[EXERCISE INPUTS — start]

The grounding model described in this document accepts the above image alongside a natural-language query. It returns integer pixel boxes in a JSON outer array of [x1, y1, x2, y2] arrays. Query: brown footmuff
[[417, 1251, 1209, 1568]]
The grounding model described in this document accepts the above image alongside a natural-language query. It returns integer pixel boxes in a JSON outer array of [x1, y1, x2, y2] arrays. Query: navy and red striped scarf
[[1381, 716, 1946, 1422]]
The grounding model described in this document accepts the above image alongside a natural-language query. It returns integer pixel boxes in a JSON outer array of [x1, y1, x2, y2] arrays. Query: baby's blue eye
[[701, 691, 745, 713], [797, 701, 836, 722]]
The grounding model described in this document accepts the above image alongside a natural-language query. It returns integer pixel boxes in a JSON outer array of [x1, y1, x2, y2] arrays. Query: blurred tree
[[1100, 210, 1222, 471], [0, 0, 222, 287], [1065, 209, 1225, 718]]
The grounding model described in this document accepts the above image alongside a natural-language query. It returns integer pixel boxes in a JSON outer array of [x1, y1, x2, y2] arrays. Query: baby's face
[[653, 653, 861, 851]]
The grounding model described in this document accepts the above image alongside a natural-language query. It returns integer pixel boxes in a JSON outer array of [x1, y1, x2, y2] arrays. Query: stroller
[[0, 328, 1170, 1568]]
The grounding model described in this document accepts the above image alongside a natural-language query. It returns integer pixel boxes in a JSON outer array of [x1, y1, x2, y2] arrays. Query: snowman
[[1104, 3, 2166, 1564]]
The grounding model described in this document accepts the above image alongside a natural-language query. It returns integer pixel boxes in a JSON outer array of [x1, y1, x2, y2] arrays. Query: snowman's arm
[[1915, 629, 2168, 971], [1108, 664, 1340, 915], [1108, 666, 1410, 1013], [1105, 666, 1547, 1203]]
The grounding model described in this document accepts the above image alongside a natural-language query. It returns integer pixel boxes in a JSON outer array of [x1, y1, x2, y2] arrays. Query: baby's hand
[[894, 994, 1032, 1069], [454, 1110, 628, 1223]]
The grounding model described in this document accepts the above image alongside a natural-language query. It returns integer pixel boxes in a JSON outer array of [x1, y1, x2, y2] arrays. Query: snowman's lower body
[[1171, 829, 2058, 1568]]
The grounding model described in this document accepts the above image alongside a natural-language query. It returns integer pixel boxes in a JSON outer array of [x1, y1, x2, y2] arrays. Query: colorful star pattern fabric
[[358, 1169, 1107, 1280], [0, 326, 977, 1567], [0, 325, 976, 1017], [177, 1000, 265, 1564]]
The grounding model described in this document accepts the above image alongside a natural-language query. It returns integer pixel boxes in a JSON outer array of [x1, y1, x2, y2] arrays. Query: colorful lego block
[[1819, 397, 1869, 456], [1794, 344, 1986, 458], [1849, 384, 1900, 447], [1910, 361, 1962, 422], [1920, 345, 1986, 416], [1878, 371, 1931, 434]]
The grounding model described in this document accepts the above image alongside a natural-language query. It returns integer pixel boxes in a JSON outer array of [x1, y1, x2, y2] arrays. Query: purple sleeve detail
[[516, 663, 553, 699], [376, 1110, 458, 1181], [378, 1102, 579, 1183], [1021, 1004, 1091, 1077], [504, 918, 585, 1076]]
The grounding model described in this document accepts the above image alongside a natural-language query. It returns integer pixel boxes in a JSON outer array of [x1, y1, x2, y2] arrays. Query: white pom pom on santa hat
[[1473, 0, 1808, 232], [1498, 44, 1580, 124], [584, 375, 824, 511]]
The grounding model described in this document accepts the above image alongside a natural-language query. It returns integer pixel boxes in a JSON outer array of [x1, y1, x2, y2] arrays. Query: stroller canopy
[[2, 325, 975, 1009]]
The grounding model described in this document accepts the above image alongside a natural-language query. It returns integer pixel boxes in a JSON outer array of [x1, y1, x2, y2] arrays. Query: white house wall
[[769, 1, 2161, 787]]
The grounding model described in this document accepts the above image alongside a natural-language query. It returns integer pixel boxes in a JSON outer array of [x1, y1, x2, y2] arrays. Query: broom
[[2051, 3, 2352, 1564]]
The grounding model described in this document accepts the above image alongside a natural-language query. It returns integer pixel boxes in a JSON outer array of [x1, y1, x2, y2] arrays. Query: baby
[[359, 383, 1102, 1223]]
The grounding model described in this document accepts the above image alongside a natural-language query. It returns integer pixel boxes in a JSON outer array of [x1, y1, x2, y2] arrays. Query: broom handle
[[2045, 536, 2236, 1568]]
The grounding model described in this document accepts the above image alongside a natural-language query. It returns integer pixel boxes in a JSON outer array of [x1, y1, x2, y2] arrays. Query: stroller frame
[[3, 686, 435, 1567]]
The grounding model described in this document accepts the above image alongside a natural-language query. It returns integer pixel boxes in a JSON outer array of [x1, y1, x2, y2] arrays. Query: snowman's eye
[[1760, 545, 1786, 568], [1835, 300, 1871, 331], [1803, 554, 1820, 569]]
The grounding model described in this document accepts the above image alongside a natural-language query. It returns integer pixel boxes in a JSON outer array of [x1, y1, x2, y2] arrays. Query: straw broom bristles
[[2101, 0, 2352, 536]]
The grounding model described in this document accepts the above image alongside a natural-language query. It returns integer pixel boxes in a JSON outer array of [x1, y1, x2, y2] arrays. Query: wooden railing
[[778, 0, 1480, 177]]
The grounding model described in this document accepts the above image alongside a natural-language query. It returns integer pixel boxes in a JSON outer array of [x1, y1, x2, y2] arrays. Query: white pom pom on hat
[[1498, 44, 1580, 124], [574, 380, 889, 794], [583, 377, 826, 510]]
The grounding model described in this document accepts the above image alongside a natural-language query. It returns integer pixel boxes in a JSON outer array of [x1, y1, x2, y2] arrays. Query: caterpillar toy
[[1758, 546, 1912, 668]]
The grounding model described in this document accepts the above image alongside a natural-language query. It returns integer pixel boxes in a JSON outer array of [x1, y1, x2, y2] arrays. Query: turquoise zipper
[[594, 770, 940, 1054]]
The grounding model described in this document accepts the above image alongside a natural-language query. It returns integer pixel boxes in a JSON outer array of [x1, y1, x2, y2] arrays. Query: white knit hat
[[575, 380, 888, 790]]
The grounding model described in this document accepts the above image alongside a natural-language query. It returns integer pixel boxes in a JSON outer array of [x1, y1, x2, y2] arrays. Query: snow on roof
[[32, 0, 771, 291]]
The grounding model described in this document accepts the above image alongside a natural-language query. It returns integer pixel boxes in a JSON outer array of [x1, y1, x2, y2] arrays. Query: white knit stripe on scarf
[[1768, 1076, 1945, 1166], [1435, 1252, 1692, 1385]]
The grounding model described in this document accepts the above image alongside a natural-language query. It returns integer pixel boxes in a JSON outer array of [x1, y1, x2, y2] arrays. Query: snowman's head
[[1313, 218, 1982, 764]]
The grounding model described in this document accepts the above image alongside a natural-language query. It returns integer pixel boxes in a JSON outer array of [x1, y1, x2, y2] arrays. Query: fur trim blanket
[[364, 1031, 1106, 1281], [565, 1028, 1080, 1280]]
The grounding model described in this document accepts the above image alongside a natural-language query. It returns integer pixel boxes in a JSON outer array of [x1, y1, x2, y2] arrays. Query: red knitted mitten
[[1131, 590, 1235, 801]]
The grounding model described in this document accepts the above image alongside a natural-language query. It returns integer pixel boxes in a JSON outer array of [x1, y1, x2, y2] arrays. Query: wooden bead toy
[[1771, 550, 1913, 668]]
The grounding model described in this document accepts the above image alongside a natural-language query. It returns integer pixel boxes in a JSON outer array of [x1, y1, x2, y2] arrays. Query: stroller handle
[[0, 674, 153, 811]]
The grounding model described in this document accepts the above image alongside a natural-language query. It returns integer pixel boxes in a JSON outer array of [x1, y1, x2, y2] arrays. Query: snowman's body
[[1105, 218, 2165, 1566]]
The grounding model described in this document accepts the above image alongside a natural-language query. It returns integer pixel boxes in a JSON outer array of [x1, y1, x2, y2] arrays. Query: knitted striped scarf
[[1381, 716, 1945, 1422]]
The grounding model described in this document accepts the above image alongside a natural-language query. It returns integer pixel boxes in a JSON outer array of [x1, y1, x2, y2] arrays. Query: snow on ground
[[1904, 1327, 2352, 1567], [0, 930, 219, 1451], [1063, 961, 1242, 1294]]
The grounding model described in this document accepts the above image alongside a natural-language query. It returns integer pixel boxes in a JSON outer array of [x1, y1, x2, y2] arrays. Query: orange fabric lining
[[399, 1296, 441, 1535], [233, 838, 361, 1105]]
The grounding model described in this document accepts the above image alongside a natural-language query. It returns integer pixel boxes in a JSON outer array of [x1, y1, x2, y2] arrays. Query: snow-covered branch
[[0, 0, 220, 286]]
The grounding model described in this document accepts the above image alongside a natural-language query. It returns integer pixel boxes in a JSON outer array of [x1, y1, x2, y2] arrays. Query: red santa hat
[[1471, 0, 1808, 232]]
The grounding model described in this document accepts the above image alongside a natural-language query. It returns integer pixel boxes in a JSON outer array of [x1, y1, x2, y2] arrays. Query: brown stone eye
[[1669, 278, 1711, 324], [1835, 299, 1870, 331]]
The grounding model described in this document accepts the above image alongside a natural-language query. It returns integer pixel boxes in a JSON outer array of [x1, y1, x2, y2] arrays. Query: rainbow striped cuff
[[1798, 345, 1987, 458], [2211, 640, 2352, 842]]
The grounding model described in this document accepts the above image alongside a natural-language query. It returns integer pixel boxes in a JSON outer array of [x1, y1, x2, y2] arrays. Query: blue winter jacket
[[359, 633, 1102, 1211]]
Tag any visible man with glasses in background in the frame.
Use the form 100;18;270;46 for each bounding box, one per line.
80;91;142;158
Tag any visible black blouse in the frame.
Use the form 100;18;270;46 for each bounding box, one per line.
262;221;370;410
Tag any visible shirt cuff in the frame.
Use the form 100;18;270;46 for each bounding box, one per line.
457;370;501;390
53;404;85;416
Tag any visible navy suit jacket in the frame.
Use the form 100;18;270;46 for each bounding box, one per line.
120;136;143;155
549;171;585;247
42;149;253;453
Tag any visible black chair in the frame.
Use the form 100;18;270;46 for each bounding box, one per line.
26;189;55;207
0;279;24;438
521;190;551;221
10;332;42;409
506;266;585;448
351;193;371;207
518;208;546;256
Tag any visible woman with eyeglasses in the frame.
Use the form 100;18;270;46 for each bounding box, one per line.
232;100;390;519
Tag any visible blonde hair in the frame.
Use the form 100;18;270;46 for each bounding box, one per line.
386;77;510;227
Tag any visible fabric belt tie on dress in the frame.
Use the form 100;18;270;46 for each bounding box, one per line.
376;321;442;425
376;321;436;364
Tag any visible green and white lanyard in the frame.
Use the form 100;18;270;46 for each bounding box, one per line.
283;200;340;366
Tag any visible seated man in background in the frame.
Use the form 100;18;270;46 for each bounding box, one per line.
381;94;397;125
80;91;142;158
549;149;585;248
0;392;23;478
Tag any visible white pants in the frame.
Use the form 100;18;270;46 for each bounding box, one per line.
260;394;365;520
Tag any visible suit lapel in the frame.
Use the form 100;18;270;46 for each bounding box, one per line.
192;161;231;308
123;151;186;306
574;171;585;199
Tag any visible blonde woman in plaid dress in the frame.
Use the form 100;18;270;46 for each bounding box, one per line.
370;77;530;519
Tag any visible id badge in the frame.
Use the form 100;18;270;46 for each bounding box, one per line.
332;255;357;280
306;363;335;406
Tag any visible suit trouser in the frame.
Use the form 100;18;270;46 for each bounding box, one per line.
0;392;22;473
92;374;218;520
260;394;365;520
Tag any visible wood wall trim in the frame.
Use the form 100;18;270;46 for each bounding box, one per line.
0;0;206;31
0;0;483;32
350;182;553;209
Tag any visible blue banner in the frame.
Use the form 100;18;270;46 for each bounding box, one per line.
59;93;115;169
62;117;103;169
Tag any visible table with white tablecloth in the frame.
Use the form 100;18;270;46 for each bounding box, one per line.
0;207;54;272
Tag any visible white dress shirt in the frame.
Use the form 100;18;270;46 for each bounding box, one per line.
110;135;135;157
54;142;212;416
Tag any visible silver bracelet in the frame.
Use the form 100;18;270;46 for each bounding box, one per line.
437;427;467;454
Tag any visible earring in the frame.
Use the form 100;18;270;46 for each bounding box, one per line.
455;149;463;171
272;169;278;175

[EXERCISE INPUTS — finish]

## WHAT IS NEEDED
How many lines in the records include "blonde"? Answer with the number alone.

## RESULT OF THIS EXERCISE
2